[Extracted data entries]

────────

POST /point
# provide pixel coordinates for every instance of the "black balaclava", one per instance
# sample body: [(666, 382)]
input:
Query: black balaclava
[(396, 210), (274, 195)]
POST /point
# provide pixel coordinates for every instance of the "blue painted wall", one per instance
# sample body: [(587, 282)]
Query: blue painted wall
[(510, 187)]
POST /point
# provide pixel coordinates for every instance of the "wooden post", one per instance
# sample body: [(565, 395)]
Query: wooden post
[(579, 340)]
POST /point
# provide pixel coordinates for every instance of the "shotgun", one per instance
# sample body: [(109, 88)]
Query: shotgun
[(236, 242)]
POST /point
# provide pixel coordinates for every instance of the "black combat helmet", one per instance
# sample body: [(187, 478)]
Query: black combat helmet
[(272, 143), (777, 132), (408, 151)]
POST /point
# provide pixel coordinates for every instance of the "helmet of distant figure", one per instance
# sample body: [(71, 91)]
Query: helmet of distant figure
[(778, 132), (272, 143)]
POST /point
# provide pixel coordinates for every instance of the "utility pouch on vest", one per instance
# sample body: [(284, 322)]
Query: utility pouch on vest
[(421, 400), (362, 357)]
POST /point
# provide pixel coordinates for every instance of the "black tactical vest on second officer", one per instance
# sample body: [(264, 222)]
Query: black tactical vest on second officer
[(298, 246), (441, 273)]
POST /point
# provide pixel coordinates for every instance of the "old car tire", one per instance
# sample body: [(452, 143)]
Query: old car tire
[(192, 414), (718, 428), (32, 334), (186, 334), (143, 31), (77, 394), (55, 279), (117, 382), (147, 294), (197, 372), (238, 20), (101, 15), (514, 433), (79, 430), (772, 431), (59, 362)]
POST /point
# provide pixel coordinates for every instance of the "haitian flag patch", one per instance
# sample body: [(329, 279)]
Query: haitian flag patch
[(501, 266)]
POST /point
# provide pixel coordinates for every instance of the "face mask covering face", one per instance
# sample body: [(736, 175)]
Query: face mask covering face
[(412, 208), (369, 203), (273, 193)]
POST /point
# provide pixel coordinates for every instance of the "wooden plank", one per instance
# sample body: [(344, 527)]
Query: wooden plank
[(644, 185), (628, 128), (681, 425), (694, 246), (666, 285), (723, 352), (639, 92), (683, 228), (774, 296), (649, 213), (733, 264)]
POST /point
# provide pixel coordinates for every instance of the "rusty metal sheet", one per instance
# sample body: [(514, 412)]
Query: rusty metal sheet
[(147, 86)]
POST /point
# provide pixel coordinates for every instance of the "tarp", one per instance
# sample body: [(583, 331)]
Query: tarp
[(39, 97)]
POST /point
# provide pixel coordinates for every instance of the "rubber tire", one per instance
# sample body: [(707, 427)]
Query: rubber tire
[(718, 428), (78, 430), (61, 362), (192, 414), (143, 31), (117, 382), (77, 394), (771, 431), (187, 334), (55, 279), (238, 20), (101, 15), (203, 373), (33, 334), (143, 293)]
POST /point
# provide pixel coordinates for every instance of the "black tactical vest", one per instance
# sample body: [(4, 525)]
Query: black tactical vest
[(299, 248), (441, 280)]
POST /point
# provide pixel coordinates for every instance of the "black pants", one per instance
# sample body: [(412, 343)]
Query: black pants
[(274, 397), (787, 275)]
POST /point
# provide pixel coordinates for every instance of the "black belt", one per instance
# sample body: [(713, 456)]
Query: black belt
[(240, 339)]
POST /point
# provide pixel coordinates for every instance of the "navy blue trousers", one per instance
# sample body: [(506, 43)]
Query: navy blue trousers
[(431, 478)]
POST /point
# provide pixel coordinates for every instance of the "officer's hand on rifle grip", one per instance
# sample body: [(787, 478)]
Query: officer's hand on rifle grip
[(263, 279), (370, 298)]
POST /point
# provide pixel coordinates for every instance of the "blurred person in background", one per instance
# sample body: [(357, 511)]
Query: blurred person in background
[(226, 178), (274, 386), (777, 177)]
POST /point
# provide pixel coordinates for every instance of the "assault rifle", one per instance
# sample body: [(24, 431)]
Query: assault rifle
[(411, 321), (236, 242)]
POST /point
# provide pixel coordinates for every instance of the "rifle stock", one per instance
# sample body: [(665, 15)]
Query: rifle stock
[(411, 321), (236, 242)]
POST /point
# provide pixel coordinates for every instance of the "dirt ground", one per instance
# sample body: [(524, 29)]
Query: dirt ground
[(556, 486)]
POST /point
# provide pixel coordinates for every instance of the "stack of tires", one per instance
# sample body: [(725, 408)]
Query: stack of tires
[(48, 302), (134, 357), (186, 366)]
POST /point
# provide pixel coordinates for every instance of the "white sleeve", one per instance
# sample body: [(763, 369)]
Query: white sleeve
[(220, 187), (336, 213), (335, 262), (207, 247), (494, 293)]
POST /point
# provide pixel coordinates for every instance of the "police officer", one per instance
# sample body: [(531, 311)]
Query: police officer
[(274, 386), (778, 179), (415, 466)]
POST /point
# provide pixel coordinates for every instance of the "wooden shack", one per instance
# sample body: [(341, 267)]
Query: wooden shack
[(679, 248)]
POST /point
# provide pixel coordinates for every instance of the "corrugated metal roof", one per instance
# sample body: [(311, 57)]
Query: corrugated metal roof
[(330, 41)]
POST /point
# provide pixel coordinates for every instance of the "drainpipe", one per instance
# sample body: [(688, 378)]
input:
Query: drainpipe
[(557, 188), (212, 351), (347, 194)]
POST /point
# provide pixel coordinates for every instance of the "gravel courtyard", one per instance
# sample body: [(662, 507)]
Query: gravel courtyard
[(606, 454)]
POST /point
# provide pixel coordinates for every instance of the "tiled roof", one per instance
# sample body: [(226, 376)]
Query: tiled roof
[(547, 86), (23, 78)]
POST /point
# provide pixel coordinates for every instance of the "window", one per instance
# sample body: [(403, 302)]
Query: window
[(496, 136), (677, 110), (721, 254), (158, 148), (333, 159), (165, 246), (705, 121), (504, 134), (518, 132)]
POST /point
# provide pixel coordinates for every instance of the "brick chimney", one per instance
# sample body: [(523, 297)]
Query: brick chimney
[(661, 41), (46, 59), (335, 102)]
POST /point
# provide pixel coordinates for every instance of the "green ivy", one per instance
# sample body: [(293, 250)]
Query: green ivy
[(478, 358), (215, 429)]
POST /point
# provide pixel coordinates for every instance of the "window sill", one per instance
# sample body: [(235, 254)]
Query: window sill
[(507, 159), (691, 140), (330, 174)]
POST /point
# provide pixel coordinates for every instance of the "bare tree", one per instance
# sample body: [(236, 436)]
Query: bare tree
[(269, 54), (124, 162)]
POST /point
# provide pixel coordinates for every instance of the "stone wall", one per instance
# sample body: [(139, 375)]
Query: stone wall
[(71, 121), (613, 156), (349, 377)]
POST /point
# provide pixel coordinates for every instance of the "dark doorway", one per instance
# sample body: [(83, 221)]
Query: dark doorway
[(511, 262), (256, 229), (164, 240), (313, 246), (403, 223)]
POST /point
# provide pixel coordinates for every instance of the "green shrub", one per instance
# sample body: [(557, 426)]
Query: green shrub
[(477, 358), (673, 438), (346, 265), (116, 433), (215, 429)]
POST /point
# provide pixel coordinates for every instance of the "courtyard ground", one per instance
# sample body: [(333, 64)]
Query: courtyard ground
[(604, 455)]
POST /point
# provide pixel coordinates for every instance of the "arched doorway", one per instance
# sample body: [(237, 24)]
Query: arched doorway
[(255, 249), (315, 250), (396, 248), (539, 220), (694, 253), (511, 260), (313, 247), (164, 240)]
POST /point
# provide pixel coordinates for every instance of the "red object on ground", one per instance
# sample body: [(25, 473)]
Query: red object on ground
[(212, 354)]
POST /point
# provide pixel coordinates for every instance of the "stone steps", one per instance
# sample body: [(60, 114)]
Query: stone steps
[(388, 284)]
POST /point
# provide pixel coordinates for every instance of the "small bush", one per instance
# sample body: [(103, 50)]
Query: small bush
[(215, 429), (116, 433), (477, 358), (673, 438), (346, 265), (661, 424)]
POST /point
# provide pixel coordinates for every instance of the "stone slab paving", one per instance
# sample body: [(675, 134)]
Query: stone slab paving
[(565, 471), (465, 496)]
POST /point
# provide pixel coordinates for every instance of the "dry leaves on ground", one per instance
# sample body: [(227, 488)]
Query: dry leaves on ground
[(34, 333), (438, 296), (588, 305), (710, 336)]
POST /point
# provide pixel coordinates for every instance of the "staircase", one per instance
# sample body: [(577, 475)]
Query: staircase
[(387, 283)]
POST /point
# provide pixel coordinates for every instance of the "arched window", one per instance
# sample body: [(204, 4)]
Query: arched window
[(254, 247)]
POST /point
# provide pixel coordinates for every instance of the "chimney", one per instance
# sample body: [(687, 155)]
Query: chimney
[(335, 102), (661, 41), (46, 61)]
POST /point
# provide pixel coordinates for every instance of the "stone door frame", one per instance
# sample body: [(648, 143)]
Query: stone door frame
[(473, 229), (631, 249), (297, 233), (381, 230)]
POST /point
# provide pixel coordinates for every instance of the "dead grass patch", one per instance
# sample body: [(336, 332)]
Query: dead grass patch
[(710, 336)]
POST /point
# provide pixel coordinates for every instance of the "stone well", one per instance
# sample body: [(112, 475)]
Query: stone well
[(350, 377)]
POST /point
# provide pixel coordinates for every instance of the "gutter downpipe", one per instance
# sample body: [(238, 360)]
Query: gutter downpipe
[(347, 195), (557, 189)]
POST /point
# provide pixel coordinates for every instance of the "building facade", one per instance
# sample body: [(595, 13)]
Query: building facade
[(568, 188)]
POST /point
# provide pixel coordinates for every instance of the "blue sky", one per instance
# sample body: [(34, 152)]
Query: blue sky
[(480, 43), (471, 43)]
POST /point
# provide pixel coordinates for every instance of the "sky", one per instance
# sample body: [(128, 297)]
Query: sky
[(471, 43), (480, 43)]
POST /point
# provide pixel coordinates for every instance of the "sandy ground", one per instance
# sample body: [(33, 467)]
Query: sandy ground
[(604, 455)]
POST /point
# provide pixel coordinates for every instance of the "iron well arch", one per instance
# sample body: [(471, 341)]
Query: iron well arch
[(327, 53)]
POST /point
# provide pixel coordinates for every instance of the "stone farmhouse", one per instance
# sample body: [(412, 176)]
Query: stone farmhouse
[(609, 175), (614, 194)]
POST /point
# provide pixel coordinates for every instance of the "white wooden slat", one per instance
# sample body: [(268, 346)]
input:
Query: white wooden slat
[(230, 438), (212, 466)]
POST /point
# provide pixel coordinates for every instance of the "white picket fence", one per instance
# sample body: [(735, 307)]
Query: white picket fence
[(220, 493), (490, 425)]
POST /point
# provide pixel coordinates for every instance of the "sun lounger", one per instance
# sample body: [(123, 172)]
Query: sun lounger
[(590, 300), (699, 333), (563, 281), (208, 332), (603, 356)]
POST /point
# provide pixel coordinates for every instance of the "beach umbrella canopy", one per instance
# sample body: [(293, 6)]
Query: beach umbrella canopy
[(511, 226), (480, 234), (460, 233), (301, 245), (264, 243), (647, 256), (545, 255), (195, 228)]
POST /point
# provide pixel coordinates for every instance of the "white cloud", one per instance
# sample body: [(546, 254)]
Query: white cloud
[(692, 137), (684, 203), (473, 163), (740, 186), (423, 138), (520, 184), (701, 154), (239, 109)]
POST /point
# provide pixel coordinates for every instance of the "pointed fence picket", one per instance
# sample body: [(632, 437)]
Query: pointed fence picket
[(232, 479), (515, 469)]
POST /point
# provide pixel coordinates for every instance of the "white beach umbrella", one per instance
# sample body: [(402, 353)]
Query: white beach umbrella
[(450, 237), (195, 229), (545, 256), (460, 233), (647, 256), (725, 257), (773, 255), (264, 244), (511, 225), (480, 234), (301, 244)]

────────

INSTRUCTION: Gather every line of the rows above that contains the string "gravel", copying each one in full.

RESULT OF THE TASK:
# provide pixel coordinates for every instance of the "gravel courtyard", one per instance
Query: gravel courtyard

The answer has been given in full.